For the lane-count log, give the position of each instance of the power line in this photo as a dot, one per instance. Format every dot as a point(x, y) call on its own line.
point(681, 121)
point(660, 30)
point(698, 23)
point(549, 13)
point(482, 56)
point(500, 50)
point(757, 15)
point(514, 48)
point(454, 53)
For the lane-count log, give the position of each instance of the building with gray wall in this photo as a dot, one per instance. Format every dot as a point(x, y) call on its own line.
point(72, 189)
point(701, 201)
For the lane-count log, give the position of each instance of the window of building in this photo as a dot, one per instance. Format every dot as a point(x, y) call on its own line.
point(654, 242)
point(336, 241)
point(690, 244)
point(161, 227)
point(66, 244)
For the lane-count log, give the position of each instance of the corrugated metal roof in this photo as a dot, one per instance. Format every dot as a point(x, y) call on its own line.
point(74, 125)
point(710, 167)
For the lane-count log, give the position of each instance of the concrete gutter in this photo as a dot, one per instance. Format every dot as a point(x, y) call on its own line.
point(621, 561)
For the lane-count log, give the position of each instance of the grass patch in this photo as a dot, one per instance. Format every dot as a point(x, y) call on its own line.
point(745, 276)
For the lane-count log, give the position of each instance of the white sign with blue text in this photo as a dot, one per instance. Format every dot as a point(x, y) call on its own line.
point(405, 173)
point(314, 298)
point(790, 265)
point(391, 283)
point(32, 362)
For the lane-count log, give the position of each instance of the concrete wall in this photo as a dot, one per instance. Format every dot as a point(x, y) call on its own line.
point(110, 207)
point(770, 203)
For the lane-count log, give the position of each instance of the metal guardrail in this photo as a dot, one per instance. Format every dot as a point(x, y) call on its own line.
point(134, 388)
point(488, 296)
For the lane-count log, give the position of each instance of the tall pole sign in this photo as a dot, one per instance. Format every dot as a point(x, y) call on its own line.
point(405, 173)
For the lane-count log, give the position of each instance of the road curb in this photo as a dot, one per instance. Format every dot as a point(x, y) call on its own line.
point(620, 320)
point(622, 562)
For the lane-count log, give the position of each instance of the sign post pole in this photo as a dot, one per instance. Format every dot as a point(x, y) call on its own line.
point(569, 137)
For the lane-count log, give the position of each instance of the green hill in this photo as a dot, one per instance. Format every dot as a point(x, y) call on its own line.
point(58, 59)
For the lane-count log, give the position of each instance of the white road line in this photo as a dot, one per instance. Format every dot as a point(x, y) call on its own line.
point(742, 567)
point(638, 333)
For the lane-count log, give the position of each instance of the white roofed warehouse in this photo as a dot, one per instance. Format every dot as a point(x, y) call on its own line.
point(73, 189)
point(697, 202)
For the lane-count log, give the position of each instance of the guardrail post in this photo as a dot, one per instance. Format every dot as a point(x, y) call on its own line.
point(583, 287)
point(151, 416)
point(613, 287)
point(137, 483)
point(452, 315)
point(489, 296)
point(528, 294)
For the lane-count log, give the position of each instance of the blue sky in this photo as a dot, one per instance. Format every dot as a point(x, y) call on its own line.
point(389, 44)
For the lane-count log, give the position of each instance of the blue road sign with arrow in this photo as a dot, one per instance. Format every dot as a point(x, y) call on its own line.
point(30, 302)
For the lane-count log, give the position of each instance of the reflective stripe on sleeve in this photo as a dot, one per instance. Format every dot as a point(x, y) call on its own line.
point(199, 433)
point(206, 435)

------------------------

#### [What the task requires]
From the first line to the last, retype the data exactly.

#### [Solution below]
For the lane-count log, give the position of each instance of the power line in this photo as a dot, one per instance. Format every dot as a point(x, y) call on its own line.
point(681, 121)
point(660, 30)
point(698, 23)
point(549, 13)
point(482, 56)
point(500, 50)
point(757, 15)
point(514, 48)
point(454, 53)
For the lane-count log, give the position of each instance of the building with gray wall in this photo as a dot, one per instance. Format every dot as a point(x, y) call on its own line.
point(72, 189)
point(701, 201)
For the lane-count log, give the position of each instance of the window of building in this photo as a dot, one per instance. Format every dot as a point(x, y) call on its own line.
point(654, 242)
point(336, 241)
point(690, 244)
point(161, 227)
point(66, 244)
For the lane-count log, give the position of each instance of the corrugated metal roof in this photo as a dot, one per instance. Format every dot as a point(x, y) call on its own line.
point(74, 125)
point(710, 167)
For the lane-count log, give the position of each instance of the concrete gutter in this photo as a dot, one per instance. Format every dot as a point(x, y) call on its own line.
point(621, 561)
For the lane-count log, give the position of each instance of the grass patch in this photo as a dot, one per instance. Format every dot as a point(x, y) call on its own line.
point(745, 276)
For the lane-count log, give the position of each instance of the white sign with blue text in this photo as a dot, one per instance. Format every dot as a point(x, y) call on its own line.
point(405, 173)
point(314, 298)
point(790, 265)
point(391, 283)
point(32, 362)
For the lane-count log, give the position of each instance of the concrete wall in this photo as a dot, one per instance. Format every dot as a point(x, y) call on its own line.
point(110, 207)
point(770, 203)
For the lane-count log, give the position of each instance of the metal guardrail in this photo as a dot, one per instance. Format every dot as a point(x, y) call on its own line.
point(134, 388)
point(488, 296)
For the lane-count log, give the position of each instance of the tall pole sign in this photo as a dot, one per instance. Format every dot as a point(x, y) call on its own line.
point(405, 173)
For the lane-count log, give the position of each instance of the road curb in this photo as a dot, one per instance. Format every dot as a point(x, y) call on its own line.
point(620, 320)
point(622, 562)
For the lane-count log, give the position of each instance of the sign post pole in this photo as a dot, one per instance. Format every dot as a point(x, y) call on its own line.
point(569, 137)
For the lane-count log, give the position of each instance of the green hill in this photo as a dot, one per instance. Format every dot as a point(x, y) call on its own line.
point(58, 59)
For the lane-count log, give the position of each instance of the white road line in this photo as a dot, one per instance. Format every dot as a point(x, y) call on its own line.
point(742, 567)
point(638, 333)
For the lane-count log, give the position of each instance of the white roofed warehouse in this photo as a dot, one per instance. Format every dot as a point(x, y) call on its own line.
point(73, 189)
point(697, 202)
For the lane-count log, give the position of each instance of the guardrail post in this photo as a dot, one per instance. Format every dot as a point(x, y) call on its own line.
point(583, 287)
point(151, 416)
point(613, 287)
point(137, 483)
point(452, 315)
point(489, 296)
point(528, 294)
For the lane-count log, give the position of each instance of the blue sky in this photo as a dot, one per instance. Format every dot as a point(x, y) call on its own line.
point(389, 44)
For the lane-count log, give the position of each instance of the blue road sign with arrow in this photo as a dot, one per instance. Format every dot as a point(x, y) call on its own line.
point(30, 302)
For the lane-count log, give the position of each instance of the reflective stripe on sleeve in this photo as a dot, one per instance. Format every dot as a point(x, y) call on its own line.
point(199, 433)
point(206, 435)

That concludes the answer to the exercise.